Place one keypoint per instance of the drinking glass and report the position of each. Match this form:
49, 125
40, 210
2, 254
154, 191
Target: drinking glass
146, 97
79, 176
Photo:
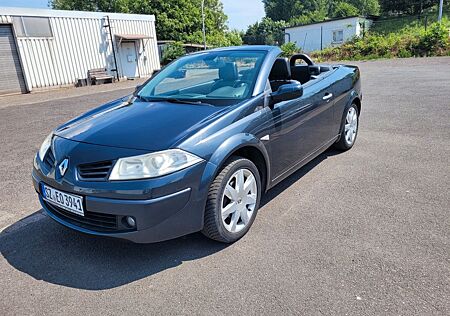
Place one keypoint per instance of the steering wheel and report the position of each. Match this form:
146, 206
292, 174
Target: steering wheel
239, 83
303, 57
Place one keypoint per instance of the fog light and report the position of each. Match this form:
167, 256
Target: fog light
131, 221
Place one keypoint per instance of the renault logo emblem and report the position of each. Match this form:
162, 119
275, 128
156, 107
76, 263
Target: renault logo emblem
63, 166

—————

◆ TASK DETAILS: Without carrying over any picture, retype the records above word for word.

◆ SOLUTION TO THIS EXERCISE:
Place one keypoint per instance of the drinking glass and report the position of each. Match this form:
49, 125
40, 210
2, 254
154, 191
Target: drinking glass
146, 97
79, 176
Photo:
Place one keypoint per instance of the steering wheel and report the position of each. Match this form:
146, 206
292, 174
Target: steering wheel
239, 83
303, 57
Place one keypoint per instance of the fog light and report the position of each. Match this form:
167, 256
Target: fog light
131, 221
Place one keypoint per instance of the renault logo emblem and report the position of each. Match this form:
162, 119
275, 128
156, 107
76, 263
Target: renault logo emblem
63, 166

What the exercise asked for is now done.